• _EXTRACT PROVIDED_
Image by Ilja Nedilko.
The Tokyo Electric Power Company, Tepco, has said that two specially designed and newly installed robots will need three years to remove 3,000 sandbags from the basements of the three destroyed nuclear reactor buildings at Fukushima-Daiichi, in Japan.
The sandbags were used in the initial, panic-driven days of the site’s triple reactor meltdowns of March 2011, when highly radioactive water gushed into the reactor basements and had to be diverted. Interesting Engineering reported that the sandbags are in areas “with lethal radiation levels” too hazardous for manual work.
The robots will be operated remotely due to the sandbags’ fierce radioactivity, because of the large bulk of the bags which weigh a total of 41 metric tonnes, and because of the chaotic wreckage inside the destroyed reactors’ basements.
The project is expected to take at least until March 2028, according to Tepco.
News reports did not specify the kind of radioactivity that contaminates the deadly sandbags, but the melted reactor No. 3 was using fuel made partially of plutonium, the most toxic material known to science, which is radioactively hazardous for 240,000 years. Deadly isotopes in addition to plutonium inside the high radiation zones too hot for humans include strontium-90, cesium-137 and -134, iodine-131, cobalt-60, carbon-14, tritium, technetium, neptunium, americium, and others.
Tepco says the deadly sandbags will be “sealed in dedicated containers” and moved to “temporary storage.” The company’s plan for long-term containment of this radioactive waste was not outlined and Tepco was not compelled by the press or the government to explain its long-term strategy.
In Tokyo, the Citizens Nuclear Information Center (CNIC) reports that the sandbags have deteriorated, and cannot be recovered with the bags intact, forcing engineers to consider pumping them out together with the basement’s stagnant water, and then enclosing it all in containers.
Waste storage systems at risk from quakes
Until at least 2027, the sandbags, in addition to tons of highly radioactive sludge produced by filtering contaminated cooling water, have to be kept in an area still at risk of flooding from potential earthquakes and tsunamis, the CNIC reported.
A March 2025 report by Japan’s Cabinet Office’s Disaster Management Working Group said that a long-predicted “mega-quake” ⸺ if it occurs, as anticipated, along the Nankai Trough off Japan’s southwest Pacific coast ⸺ would likely trigger huge tsunamis, destroy thousands of buildings, spawn mass fires, cost Japan $1.81 trillion, and potentially kill 300,000 people. Under the government report’s worst-case scenario, a magnitude-9 earthquake could see 1.23 million evacuees fleeing the area, or about 10% of its population.
The Nankai trough is where the Philippine Sea Plate is subducting under the Eurasian Plate and accumulating tectonic pressure that can snap. The magnitude 9 undersea tectonic eruption of March 11, 2011 — Japan’s worst ever recorded earthquake whose power smashed reactor foundations at Fukushima Daiichi and flooded the site with tsunami waves — moved the island of Honshu, Japan’s largest, eastward an astounding eight feet.
Japan is one of the earth’s most earthquake-prone areas, and because of Fukushima’s daily accumulation of contaminated cooling water, some 1.3 million tonnes of this highly radioactive liquid waste is held in 1,000 giant 1,000-tonne tanks near the coast. So, the sludge containers, the sandbags, and the wastewater tanks are all vulnerable to daily tremors and the dreaded mega-quake, which can potentially send much of this radioactive waste into the Pacific Ocean.
“Dirty, dangerous, and bank-busting” is so negative. Let’s call nuclear power “Clean, safe, too cheap to meter.”

• _THE DATA_
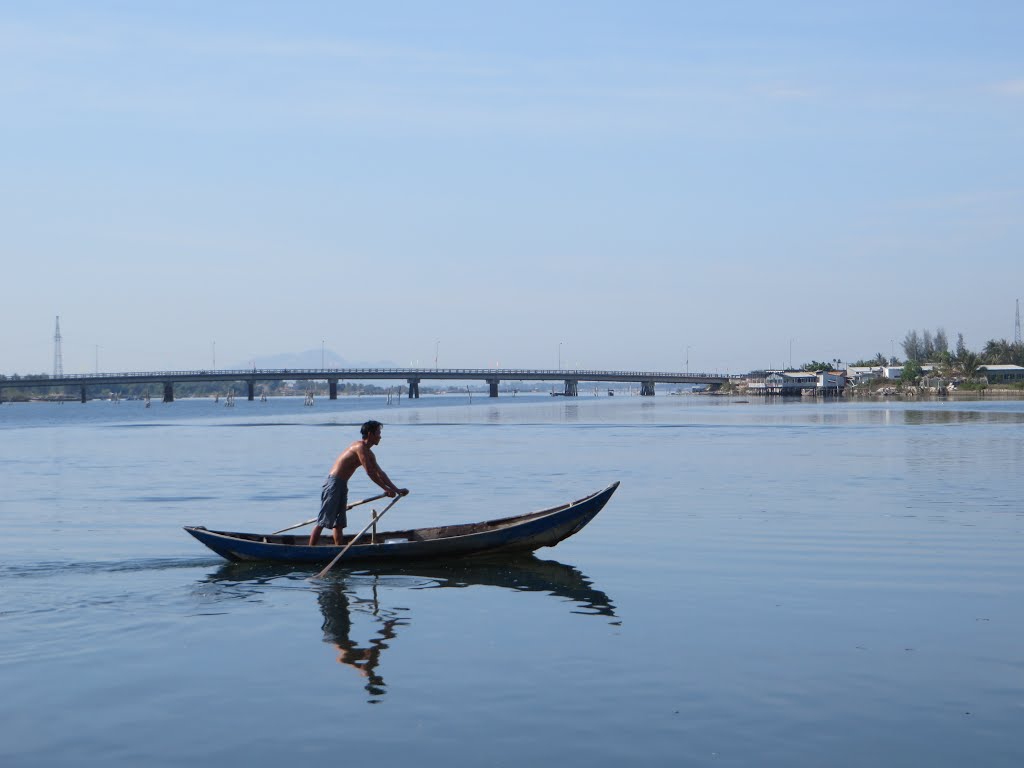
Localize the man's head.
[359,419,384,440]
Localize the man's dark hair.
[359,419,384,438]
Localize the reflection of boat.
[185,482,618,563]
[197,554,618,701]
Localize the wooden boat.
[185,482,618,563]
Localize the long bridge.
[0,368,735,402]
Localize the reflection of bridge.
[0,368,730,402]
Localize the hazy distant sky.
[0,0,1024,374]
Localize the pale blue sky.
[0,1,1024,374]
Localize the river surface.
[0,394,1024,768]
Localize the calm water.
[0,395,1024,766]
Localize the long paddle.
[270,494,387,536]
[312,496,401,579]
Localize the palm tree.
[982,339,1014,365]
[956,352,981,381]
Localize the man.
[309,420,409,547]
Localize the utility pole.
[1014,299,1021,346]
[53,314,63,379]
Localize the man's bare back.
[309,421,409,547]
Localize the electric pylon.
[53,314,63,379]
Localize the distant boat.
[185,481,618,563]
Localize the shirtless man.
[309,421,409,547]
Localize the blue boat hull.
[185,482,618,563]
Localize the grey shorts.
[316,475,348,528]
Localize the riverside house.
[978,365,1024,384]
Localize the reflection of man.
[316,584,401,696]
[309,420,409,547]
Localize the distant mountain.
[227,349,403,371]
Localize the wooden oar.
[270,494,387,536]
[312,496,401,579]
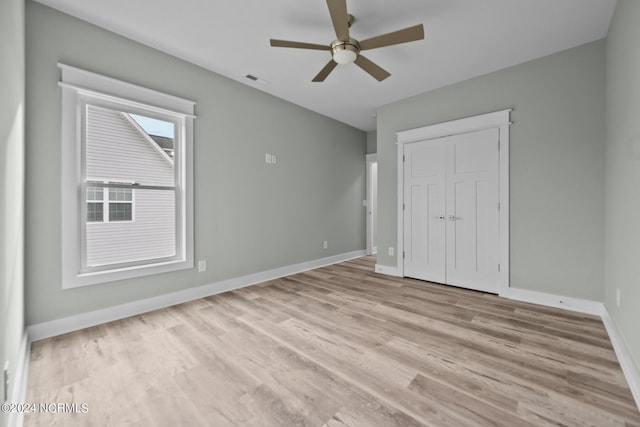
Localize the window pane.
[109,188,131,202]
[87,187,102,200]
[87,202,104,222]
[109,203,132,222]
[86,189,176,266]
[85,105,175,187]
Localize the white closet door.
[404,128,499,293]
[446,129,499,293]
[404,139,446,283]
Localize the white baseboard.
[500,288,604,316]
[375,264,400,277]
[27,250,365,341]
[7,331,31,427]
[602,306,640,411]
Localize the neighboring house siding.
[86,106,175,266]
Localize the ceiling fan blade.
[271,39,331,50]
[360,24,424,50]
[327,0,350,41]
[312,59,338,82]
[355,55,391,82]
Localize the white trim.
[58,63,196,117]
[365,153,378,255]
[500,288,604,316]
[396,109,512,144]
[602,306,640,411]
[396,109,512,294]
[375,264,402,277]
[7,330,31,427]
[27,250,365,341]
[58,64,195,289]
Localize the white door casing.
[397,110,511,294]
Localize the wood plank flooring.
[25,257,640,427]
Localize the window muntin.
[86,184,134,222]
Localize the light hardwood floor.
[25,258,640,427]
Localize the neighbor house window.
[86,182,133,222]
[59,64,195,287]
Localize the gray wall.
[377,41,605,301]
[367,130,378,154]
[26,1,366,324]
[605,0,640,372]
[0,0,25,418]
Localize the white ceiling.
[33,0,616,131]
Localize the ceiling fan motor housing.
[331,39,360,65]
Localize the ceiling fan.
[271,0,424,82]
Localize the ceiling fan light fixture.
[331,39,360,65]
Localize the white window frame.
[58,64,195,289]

• _TASKS AND EXERCISES_
**1.** Translate this sentence from the Fukushima sandbag article into French: "The project is expected to take at least until March 2028, according to Tepco."
**2.** Write out the Fukushima sandbag article from "The robots will" to "according to Tepco.".
**3.** According to the Fukushima sandbag article, what is the total weight of the sandbags?

• _YOUR RESPONSES_
**1.** Selon Tepco, le projet devrait durer au moins jusqu'en mars 2028.

**2.**
The robots will be operated remotely due to the sandbags’ fierce radioactivity, because of the large bulk of the bags which weigh a total of 41 metric tonnes, and because of the chaotic wreckage inside the destroyed reactors’ basements.
The project is expected to take at least until March 2028, according to Tepco.

**3.** 41 metric tonnes.